*Task description*
Only the lines from the line containing "Indicate each instance of the rock in" to the end of the entries should be repeated, exactly as they appear.

*Data for processing*
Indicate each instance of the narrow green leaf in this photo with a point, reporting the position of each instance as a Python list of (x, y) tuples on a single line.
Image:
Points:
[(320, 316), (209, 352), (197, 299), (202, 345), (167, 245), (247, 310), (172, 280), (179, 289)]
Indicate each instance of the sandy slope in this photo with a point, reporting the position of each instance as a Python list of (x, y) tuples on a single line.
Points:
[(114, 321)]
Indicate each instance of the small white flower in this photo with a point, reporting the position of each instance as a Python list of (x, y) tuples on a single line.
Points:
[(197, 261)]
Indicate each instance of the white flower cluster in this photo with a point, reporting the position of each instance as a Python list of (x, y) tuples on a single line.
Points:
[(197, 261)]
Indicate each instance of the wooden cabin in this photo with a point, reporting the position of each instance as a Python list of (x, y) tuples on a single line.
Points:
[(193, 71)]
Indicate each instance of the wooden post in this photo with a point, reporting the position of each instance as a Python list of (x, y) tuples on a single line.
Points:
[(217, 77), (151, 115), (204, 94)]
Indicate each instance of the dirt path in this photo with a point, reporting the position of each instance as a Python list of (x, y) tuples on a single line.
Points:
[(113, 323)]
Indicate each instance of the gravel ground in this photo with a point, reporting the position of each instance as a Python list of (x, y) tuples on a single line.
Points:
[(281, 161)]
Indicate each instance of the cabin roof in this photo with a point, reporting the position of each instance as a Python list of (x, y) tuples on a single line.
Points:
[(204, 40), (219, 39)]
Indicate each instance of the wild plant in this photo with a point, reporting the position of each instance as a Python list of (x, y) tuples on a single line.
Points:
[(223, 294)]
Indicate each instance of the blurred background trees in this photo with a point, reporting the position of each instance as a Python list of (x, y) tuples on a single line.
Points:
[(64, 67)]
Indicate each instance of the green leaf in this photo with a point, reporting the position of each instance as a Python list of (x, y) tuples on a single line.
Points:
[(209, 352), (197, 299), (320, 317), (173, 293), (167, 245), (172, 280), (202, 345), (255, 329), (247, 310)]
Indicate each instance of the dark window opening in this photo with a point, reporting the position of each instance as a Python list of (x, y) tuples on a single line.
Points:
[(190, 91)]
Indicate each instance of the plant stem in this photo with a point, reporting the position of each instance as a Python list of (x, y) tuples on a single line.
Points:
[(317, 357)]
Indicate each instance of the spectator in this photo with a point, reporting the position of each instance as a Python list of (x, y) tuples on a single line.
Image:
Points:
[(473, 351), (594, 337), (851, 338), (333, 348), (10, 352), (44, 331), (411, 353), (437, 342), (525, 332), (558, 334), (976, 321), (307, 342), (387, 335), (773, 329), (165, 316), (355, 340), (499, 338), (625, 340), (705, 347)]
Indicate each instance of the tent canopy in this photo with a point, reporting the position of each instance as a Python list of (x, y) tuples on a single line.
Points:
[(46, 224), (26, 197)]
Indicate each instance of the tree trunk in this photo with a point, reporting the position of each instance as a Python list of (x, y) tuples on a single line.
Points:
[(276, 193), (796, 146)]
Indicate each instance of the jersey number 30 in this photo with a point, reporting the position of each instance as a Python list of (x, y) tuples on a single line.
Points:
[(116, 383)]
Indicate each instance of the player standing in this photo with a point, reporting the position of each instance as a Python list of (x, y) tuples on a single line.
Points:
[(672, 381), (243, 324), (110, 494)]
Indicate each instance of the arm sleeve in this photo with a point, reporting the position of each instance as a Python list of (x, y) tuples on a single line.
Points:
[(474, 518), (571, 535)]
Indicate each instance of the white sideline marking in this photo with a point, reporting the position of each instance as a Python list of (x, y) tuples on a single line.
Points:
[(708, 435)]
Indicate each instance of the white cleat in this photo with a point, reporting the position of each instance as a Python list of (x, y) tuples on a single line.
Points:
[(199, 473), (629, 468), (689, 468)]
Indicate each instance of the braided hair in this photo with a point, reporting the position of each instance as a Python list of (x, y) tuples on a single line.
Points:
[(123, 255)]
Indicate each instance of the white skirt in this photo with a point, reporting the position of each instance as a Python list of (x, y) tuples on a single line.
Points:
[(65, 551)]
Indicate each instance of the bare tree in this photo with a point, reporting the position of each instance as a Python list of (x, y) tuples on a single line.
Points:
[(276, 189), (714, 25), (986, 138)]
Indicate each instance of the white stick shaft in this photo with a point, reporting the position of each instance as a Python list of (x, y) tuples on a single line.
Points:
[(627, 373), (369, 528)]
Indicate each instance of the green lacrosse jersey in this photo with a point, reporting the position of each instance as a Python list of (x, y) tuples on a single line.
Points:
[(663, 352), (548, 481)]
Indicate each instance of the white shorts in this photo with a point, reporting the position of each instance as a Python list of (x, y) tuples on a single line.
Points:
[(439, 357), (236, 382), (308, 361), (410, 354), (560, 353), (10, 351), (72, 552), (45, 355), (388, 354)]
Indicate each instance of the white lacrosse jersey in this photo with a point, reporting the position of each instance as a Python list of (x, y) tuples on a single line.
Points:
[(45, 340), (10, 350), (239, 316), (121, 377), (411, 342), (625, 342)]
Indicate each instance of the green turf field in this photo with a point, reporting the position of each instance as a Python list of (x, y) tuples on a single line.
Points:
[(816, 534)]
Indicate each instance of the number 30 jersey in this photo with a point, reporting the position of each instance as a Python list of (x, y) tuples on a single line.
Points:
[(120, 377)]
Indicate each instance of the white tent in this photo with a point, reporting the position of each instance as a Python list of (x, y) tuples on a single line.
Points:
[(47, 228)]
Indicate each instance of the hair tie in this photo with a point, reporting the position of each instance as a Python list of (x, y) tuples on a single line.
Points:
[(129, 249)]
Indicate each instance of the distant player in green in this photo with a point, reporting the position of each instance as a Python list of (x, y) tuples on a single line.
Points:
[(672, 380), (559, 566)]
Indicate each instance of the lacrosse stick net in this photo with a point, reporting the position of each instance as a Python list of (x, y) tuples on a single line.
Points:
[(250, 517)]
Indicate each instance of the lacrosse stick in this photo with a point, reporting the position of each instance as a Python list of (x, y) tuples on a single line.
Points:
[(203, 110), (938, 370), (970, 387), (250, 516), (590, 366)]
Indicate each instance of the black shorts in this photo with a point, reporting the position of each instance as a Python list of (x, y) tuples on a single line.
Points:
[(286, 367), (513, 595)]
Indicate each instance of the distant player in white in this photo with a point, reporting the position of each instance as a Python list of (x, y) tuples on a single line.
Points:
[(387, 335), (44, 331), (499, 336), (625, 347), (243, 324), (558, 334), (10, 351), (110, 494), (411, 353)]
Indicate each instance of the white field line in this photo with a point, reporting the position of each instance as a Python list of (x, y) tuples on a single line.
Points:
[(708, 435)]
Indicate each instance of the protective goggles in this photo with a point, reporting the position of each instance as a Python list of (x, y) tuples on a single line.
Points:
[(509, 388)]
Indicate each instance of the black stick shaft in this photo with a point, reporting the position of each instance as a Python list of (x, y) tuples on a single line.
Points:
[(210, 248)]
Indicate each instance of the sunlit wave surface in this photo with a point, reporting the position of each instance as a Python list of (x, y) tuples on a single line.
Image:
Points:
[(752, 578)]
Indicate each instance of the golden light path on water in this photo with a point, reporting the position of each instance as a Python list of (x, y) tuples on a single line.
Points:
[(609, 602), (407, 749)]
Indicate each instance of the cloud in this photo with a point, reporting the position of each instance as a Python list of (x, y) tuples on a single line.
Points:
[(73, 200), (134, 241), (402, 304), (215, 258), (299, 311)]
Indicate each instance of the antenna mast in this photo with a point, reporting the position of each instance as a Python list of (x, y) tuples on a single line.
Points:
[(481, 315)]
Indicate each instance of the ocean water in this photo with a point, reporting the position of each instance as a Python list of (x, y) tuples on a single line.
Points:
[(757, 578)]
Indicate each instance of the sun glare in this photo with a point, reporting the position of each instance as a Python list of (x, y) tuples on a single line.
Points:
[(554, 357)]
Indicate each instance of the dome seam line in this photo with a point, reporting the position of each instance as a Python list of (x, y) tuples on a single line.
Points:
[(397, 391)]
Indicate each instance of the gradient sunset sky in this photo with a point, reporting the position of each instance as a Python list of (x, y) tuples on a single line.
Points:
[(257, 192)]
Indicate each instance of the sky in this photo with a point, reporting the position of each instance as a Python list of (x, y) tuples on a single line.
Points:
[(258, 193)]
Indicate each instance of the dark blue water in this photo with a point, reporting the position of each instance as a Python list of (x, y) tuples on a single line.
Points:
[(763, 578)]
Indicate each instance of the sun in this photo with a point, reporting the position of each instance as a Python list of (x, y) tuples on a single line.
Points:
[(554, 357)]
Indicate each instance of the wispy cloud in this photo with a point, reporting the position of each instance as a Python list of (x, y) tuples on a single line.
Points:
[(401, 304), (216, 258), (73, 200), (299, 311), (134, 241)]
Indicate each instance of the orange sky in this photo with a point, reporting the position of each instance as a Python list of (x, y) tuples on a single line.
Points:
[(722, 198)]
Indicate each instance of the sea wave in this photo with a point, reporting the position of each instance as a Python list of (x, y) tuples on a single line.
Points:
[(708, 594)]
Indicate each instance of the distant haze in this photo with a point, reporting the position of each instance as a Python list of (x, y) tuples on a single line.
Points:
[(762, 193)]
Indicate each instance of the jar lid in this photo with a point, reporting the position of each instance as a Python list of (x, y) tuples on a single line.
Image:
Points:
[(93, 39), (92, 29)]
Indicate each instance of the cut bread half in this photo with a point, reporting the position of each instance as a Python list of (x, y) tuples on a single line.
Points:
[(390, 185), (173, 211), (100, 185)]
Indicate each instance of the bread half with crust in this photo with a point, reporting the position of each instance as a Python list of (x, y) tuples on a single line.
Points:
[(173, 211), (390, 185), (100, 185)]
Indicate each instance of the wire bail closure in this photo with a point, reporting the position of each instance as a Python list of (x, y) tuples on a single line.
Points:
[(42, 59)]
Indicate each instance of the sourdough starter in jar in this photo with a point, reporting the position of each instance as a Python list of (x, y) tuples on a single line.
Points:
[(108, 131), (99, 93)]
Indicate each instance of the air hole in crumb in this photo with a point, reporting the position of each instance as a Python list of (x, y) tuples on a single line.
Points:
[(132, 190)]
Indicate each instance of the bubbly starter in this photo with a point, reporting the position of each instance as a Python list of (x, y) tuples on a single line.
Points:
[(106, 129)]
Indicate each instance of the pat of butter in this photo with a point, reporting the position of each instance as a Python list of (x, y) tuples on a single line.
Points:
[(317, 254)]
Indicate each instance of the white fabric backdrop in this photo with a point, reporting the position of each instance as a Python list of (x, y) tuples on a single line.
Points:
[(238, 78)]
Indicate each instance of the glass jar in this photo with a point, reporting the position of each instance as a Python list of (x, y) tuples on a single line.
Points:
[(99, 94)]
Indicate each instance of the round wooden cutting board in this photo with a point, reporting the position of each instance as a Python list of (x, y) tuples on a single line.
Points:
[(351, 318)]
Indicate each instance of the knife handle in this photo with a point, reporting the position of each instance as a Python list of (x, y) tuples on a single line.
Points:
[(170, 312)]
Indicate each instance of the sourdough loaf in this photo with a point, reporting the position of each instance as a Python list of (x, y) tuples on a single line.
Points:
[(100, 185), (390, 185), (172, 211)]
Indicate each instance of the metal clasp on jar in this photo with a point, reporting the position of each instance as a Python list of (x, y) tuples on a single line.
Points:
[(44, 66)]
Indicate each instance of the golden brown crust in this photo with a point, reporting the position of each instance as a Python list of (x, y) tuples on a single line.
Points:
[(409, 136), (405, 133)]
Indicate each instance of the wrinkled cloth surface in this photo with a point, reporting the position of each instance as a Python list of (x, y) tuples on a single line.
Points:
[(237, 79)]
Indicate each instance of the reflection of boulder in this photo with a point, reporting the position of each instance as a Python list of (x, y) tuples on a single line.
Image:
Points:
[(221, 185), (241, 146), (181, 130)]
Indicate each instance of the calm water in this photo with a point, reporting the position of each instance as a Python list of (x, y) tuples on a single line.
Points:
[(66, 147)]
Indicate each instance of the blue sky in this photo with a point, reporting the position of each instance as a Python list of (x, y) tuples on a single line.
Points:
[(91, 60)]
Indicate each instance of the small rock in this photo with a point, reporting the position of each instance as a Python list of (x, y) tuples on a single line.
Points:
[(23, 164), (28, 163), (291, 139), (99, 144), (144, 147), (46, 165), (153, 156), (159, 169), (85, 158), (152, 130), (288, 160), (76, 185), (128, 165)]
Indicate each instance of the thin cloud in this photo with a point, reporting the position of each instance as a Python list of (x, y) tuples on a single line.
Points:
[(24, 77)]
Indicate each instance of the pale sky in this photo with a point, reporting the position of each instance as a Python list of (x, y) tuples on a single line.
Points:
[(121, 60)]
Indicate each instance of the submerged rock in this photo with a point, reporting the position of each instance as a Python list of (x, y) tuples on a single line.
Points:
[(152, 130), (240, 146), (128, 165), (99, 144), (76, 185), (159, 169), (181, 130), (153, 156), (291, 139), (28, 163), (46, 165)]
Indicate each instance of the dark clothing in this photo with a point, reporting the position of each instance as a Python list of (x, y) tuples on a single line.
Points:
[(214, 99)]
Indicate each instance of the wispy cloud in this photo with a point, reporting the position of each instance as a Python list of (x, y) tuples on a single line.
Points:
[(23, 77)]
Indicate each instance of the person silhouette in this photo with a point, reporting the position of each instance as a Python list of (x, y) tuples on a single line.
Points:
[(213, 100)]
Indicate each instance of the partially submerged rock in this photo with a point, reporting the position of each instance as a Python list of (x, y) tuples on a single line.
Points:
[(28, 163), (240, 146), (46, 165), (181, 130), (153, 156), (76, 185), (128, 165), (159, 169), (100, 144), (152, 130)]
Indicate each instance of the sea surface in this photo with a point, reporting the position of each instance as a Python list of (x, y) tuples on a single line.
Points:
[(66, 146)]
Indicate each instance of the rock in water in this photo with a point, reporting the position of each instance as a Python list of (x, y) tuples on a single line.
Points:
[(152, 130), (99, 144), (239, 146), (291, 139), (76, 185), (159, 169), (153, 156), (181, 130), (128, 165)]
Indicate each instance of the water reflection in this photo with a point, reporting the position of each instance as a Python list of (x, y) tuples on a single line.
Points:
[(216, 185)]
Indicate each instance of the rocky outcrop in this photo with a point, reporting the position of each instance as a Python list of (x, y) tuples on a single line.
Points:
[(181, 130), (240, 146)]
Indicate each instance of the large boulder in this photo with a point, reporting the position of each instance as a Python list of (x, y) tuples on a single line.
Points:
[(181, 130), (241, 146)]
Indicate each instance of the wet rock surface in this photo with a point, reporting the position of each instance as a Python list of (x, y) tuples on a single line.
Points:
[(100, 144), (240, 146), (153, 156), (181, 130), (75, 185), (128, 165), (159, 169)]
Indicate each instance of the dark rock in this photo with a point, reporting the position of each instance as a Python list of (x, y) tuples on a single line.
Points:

*Response*
Indicate each instance of the rock in water in this photo with a point, reporting the position of each instance as a Python list of (x, y) tuples on a single line.
Points:
[(152, 130), (99, 144), (239, 146), (291, 139), (76, 185), (159, 169), (153, 156), (181, 130), (128, 165)]
Indicate each instance of the water reflection in this photo with a point, reporting the position of each instance as a Python list of (x, y) tuples on a single line.
Points:
[(216, 185)]
Indicate each instance of the rocky outcrop in this photo with a point, reporting the position of each instance as a Python list of (x, y) tuples on a single line.
Points:
[(181, 130), (240, 146)]
Indicate each instance of the large boulder in this photo with a point, reporting the position of each instance as a Python list of (x, y) tuples on a single line.
Points:
[(181, 130), (241, 146)]
Indicate each instance of the wet rock surface in this photo with a point, reporting the position of each instance as a Python list of (x, y) tuples on a single line.
Points:
[(100, 144), (240, 146), (153, 156), (181, 130), (75, 185), (128, 165), (159, 169)]
Indicate each instance of the dark rock in this photo with a point, reporting the position of each instance as a Python list of (x, y) tuples on a single line.
Points:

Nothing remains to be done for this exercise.